VOLETS DE L'EXERCICE
• A. Relevez tous les mots que l'extrait sur les noms de domaine qualifie de mots génériques.
• B. Rédigez la suite de l'extrait sur les noms de domaine, en partant de sa dernière phrase.
--- TEXTE FOURNI ---
Les noms de domaine <jacques-servier.fr> et <jacquesservier.fr>

Le nom “Jacques Servier” correspond au nom patronymique du fondateur du groupe Servier qui est aussi un des Requérants.

Or, l’atteinte aux droits des tiers est aussi constituée lorsque le nom de domaine est identique au nom patronymique d’une personne.

Il est constant que l’insertion d’un tiret entre les deux termes constitutifs d’un nom de domaine, ainsi que l’extension “.fr” n’ont pas d’incidence pour déterminer si le terme protégé est susceptible d’être confondu avec un nom de domaine.

Il en résulte que l’atteinte aux droits de Monsieur Jacques Servier est avérée dans le cadre de l’utilisation des noms de domaine <jacques-servier.fr> et <jacquesservier.fr>.

Le nom de domaine <affaire-servier.fr>

Le terme “servier” correspond à la fois au nom patronymique de Jacques Servier, à un des termes composant la dénomination sociale de la société Les Laboratoires Servier, à la marque Servier déposée par les Requérants auprès de l’INPI le 1er avril 2003, ainsi qu’au nom de domaine <servier.fr.> enregistré par les Requérants.

Or, il est constant que l’utilisation d’un mot générique tel que “affaire” n’écarte pas le risque de confusion entre le nom de domaine litigieux et les droits dont disposent les Requérants.

Il en résulte que le nom de domaine litigieux est susceptible d’être confondu avec les termes protégés par les droits que détiennent les Requérants sur le terme “Servier”.

Les noms de domaine <affaire-mediator.fr>, <medicament-mediator.fr>, <scandale-mediator.fr>

Le terme “mediator” correspond à la marque déposée à l’INPI le 1er aout 1988 dont les Requérants sont titulaires et qu’ils utilisent depuis de nombreuses années afin de commercialiser leur médicament portant ce même nom “Mediator”.

Il est constant que l’utilisation d’un mot générique tel que “affaire”, “médicament” ou “scandale” n’écarte pas le risque de confusion entre le nom de domaine litigieux et les droits dont disposent les Requérants.

Il en résulte que les noms de domaine litigieux sont susceptibles d’être confondu avec les termes protégés par les droits que détiennent les Requérants sur le terme “mediator”.

Par ailleurs, l’atteinte aux droits des tiers n’est pas constituée lorsque le défendeur fait valoir un droit ou un intérêt légitime sur le nom de domaine ou a agit de bonne foi.
--- MATÉRIEL FOURNI ---
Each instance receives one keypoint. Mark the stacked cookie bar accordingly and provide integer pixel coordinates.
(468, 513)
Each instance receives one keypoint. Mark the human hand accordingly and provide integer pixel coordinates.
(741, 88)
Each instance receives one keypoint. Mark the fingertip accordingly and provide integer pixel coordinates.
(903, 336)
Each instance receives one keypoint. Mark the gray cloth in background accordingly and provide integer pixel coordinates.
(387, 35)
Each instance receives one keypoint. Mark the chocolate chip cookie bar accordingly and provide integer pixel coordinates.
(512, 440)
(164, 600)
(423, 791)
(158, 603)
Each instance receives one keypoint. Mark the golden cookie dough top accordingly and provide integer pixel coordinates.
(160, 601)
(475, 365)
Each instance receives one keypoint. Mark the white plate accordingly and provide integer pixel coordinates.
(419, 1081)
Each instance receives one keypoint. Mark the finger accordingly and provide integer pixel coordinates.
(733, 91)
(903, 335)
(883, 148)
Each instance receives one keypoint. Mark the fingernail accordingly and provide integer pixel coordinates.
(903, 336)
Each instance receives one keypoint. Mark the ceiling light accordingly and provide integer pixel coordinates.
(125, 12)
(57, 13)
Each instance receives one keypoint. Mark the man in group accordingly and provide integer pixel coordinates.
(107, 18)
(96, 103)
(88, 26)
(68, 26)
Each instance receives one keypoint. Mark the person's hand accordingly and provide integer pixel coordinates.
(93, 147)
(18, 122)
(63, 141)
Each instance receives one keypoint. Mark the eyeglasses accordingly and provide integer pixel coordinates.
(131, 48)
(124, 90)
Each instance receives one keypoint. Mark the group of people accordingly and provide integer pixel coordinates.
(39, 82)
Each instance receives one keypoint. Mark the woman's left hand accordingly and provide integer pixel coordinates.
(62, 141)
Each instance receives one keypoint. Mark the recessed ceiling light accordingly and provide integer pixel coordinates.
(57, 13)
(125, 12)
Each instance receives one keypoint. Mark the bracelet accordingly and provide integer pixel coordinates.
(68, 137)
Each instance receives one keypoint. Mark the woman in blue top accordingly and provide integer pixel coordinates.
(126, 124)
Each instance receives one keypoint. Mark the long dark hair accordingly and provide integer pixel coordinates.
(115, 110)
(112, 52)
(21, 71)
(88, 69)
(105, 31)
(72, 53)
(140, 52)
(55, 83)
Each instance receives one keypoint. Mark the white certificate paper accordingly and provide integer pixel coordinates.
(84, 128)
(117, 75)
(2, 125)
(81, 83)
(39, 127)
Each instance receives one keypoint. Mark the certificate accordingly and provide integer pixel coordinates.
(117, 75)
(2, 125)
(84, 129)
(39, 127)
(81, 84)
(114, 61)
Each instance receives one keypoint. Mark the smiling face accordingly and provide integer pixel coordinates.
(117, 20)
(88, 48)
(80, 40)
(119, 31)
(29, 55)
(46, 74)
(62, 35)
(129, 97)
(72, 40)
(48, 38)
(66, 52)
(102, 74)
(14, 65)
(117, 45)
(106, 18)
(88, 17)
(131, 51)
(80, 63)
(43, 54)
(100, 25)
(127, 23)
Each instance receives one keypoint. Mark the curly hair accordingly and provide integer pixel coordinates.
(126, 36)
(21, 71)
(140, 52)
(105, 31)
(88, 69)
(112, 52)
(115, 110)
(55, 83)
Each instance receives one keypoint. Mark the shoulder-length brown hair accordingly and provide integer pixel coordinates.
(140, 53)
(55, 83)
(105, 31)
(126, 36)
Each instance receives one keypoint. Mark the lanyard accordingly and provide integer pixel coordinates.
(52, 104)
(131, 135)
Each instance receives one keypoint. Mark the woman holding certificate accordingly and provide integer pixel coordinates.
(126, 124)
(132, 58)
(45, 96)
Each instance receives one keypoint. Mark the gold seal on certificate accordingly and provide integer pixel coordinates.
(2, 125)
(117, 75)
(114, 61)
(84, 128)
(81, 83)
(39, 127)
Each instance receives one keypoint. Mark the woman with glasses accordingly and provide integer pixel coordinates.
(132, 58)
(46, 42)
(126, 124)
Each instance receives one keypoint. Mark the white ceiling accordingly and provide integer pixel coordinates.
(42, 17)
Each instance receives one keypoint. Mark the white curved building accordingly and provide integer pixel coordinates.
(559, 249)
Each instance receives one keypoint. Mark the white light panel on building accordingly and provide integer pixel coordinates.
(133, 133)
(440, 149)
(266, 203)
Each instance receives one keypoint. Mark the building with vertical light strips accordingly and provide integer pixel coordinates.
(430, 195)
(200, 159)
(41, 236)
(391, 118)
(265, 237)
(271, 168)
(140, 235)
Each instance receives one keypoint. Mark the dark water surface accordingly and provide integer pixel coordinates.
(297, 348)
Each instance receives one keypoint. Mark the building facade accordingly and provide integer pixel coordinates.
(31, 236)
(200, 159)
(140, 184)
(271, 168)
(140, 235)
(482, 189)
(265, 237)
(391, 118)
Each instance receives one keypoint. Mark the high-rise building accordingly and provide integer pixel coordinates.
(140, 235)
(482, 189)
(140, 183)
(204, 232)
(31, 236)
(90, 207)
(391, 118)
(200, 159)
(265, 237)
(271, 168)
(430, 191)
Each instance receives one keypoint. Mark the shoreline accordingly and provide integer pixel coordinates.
---
RÉPONSES DANS L'ORDRE
• A. affaire, médicament, scandale

• B.
Préalablement à l’enregistrement, le Défendeur aurait dû vérifier si les expressions “Laboratoires Servier”, “Jacques Servier” et “Mediator” faisaient l’objet ou non de droits de propriété intellectuelle. Or, force est de constater qu’une telle vérification n’a pas été faite puisque le Défendeur n’a enregistré les noms de domaine litigieux qu’en vue de les commercialiser par la suite. Il ne conteste pas avoir profité de la médiatisation de l’affaire relative aux risques liés à la prise du médicament Mediator vendu par Les Laboratoires Servier pour enregistrer ces noms de domaine litigieux qu’il comptait louer ou revendre soit aux Requérants, soit à des tiers. Un tel dessein ne saurait constituer un intérêt légitime pour enregistrer des noms de domaine portant atteinte aux droits d’un tiers.

Le choix de ces noms de domaine n’a pas été le fruit du hasard car ils ne sont que la reprise de termes connus de l’actualité en vue de profiter de cette notoriété afin de revendre ces noms de domaine au meilleur prix. Le Défendeur a donc réalisé sciemment cet enregistrement en violation des droits des tiers, il ne saurait dès lors arguer de sa bonne foi.

Enfin, en proposant aux Requérants de louer ou d’acheter les noms de domaines litigieux, notamment à un prix élevé, en les privant ainsi d’enregistrer eux-mêmes les termes litigieux et en n’exploitant pas les noms de domaine litigieux, le Défendeur a non seulement porté atteinte aux droits des tiers mais également aux règles qui gouvernent la loyauté commerciale.

Au regard de ce qui précède, l’Expert considère que le Défendeur a enregistré et utilisé les noms de domaine litigieux en violation tant des droits des tiers que des règles de concurrence.

7. Décision

Conformément aux articles 20(b) et (c) du Règlement, l’Expert ordonne la transmission au profit des Requérants des noms de domaine :

<affaire-mediator.fr>, <affaire-servier.fr>, <jacques-servier.fr>, <jacquesservier.fr>, <laboratoires-servier.fr>
<medicament-mediator.fr>, <scandale-mediator.fr>.